• **THE RECORDS**
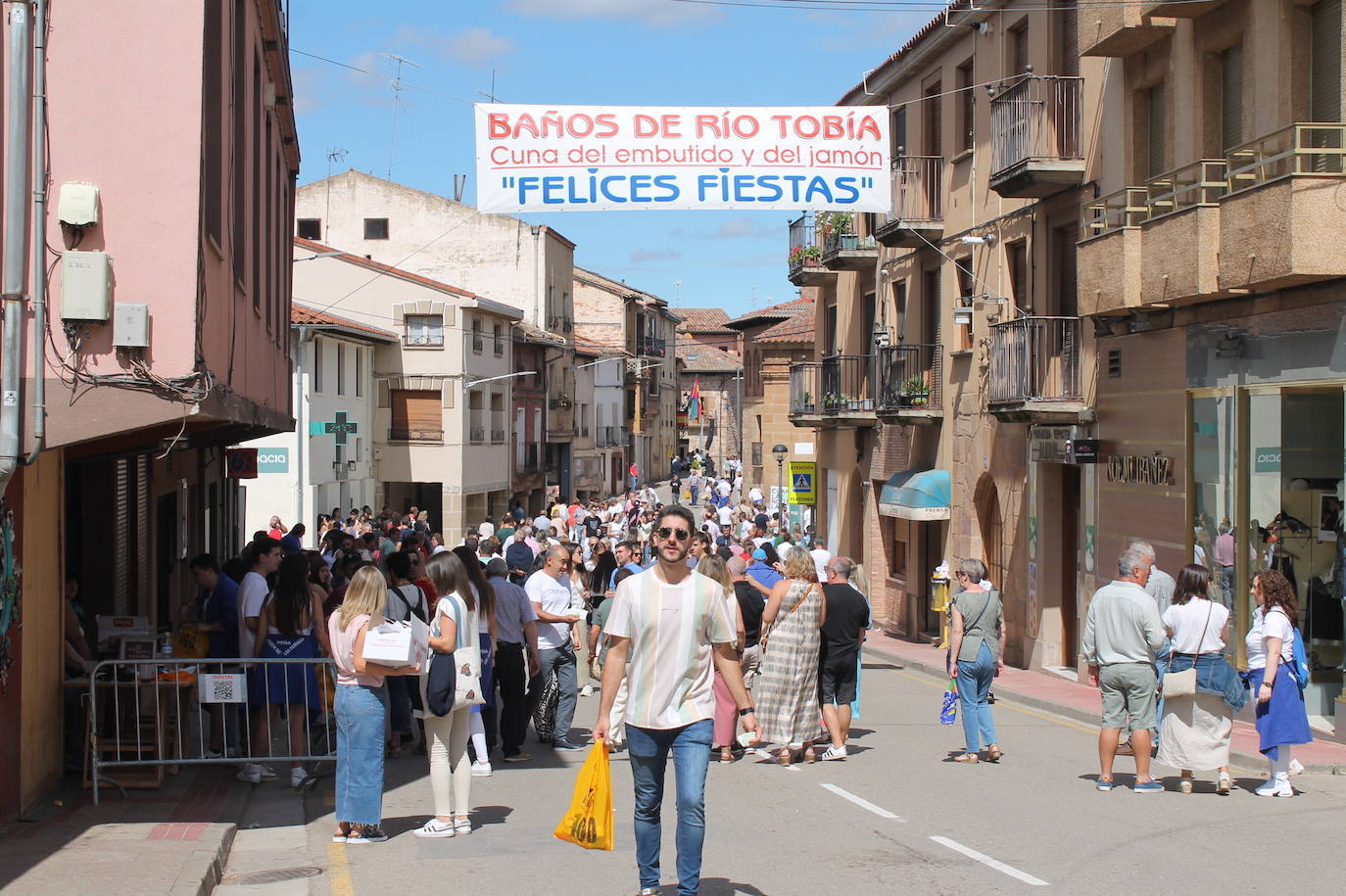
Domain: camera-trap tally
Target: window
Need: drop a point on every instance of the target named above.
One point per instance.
(417, 414)
(1017, 258)
(1231, 97)
(967, 107)
(1019, 49)
(1155, 129)
(376, 227)
(424, 330)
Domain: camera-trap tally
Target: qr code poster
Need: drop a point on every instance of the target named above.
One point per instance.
(221, 689)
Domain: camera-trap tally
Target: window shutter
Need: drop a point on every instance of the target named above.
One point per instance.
(1231, 97)
(1155, 125)
(1324, 87)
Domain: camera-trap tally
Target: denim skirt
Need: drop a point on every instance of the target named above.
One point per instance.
(360, 754)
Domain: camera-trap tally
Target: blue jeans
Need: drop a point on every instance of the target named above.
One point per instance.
(563, 661)
(975, 680)
(360, 752)
(648, 749)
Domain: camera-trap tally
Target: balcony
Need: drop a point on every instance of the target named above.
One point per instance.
(650, 348)
(416, 435)
(846, 384)
(1035, 146)
(1120, 29)
(805, 396)
(917, 214)
(1035, 367)
(806, 255)
(1281, 221)
(909, 378)
(842, 248)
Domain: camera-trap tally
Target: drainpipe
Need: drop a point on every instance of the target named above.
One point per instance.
(13, 269)
(39, 227)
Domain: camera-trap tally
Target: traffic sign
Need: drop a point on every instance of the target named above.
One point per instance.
(802, 482)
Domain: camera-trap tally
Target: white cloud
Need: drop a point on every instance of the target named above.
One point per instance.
(654, 255)
(658, 14)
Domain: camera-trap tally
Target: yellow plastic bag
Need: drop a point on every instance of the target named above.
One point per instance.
(589, 823)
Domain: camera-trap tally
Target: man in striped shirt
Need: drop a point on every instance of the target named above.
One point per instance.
(669, 630)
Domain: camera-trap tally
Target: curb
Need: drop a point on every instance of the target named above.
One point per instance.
(1075, 713)
(206, 866)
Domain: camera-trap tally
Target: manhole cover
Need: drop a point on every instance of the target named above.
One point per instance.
(273, 876)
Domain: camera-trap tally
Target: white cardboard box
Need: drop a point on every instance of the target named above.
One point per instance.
(391, 644)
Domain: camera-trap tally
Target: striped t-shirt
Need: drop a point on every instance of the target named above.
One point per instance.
(670, 672)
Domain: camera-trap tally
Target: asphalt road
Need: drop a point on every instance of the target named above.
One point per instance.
(896, 817)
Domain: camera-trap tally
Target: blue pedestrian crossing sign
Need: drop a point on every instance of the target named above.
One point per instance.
(803, 482)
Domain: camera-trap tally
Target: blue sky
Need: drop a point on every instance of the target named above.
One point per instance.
(579, 51)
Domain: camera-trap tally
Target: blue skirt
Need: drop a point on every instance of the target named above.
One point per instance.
(1280, 720)
(488, 670)
(295, 684)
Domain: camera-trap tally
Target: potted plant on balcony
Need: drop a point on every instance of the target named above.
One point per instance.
(916, 393)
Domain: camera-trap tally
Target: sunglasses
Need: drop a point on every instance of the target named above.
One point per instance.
(668, 532)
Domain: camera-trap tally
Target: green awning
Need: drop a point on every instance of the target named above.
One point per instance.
(917, 494)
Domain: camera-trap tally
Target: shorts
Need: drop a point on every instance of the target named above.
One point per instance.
(1129, 695)
(838, 680)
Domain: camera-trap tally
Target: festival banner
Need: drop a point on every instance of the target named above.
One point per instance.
(634, 158)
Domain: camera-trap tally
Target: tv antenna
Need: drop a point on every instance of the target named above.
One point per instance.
(398, 93)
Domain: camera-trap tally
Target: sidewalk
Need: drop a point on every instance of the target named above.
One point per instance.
(169, 841)
(1080, 702)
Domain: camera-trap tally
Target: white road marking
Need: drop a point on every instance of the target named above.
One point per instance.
(990, 863)
(862, 803)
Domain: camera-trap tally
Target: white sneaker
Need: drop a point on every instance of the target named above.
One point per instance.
(435, 828)
(1277, 786)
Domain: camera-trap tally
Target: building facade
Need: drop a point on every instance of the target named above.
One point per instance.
(173, 215)
(949, 328)
(612, 315)
(326, 463)
(1212, 268)
(522, 265)
(442, 389)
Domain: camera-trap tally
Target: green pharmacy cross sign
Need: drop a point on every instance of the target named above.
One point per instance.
(338, 428)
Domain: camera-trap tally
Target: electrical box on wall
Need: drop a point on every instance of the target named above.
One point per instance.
(130, 324)
(85, 285)
(77, 206)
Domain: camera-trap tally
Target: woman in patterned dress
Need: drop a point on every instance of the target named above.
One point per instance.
(787, 694)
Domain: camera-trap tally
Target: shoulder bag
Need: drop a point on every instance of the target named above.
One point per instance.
(1183, 684)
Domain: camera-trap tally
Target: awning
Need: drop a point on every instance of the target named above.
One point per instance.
(917, 494)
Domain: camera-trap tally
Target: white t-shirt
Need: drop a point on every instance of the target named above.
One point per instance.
(670, 672)
(252, 594)
(1190, 630)
(1274, 625)
(553, 596)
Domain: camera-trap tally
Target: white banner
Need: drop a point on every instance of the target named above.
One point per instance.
(622, 158)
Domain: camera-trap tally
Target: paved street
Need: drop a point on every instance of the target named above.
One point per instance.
(892, 819)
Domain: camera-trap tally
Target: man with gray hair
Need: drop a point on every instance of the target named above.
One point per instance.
(1161, 586)
(1122, 634)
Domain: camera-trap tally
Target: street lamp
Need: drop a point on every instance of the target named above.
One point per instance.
(781, 450)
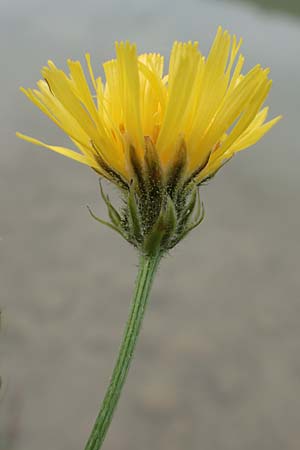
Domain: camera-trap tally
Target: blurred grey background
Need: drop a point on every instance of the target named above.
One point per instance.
(218, 363)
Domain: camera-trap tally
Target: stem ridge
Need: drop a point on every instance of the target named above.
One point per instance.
(147, 269)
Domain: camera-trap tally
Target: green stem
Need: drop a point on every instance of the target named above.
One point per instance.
(147, 269)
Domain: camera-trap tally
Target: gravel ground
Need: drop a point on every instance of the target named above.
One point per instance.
(217, 366)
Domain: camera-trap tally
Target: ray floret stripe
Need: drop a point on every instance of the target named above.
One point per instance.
(208, 102)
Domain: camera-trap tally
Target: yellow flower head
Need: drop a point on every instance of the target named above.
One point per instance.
(181, 126)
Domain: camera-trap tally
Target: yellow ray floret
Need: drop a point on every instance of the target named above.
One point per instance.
(207, 102)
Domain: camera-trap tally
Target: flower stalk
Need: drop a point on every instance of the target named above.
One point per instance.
(147, 268)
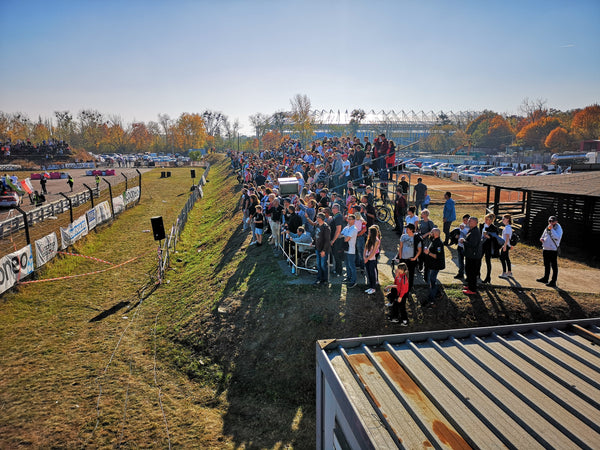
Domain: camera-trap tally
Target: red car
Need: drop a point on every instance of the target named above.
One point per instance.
(9, 199)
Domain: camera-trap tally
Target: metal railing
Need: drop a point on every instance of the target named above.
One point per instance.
(170, 244)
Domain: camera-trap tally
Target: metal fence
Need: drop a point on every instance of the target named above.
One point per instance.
(25, 227)
(164, 251)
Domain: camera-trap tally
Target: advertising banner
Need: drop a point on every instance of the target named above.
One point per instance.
(118, 204)
(131, 195)
(74, 232)
(45, 249)
(15, 266)
(103, 212)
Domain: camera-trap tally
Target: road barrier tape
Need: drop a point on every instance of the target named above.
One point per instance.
(84, 256)
(81, 274)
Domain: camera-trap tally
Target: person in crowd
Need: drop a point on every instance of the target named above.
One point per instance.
(322, 248)
(489, 234)
(404, 185)
(259, 221)
(348, 235)
(370, 257)
(473, 254)
(275, 210)
(411, 217)
(43, 182)
(419, 194)
(251, 212)
(550, 240)
(435, 262)
(409, 251)
(425, 228)
(397, 295)
(504, 256)
(361, 225)
(337, 242)
(400, 206)
(449, 215)
(460, 248)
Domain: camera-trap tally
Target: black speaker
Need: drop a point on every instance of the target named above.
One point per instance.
(158, 228)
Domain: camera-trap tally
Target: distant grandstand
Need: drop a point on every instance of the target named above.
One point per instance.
(403, 127)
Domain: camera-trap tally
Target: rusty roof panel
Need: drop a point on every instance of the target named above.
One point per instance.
(587, 183)
(524, 387)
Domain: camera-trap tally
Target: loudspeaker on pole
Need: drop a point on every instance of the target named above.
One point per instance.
(158, 229)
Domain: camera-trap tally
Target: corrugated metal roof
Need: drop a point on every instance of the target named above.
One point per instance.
(526, 386)
(585, 183)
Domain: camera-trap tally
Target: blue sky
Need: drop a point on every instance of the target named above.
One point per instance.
(141, 58)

• **WHAT NEEDS TO BE DONE**
Report every line of the material above that contains the string "window", copying each such line in full.

• **WRITTEN SOLUTION**
Target: window
Target: window shutter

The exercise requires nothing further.